[BRIEF] Copy every line of the entries that contains the word "never". Case counts.

[INPUT DATA]
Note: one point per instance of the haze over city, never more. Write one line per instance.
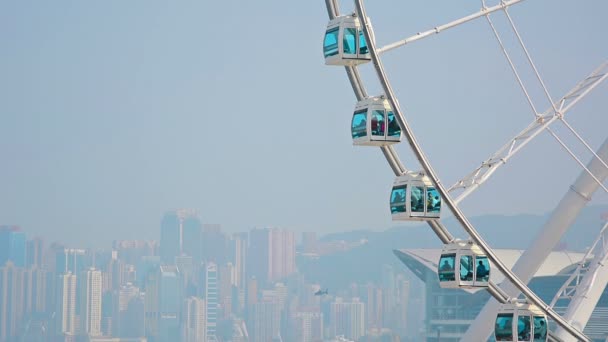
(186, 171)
* * *
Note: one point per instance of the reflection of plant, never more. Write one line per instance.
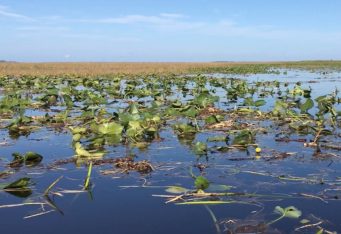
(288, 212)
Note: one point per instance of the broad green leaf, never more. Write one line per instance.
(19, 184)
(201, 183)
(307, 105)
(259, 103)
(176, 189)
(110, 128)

[THE SOLUTION]
Note: one point per instance of the haze over city, never more. Write one line per instance.
Note: one point per instance of the reflection of plant, never more. Write one line per instance.
Note: one point per instance of the broad green leaf, never more. Write one line per instance.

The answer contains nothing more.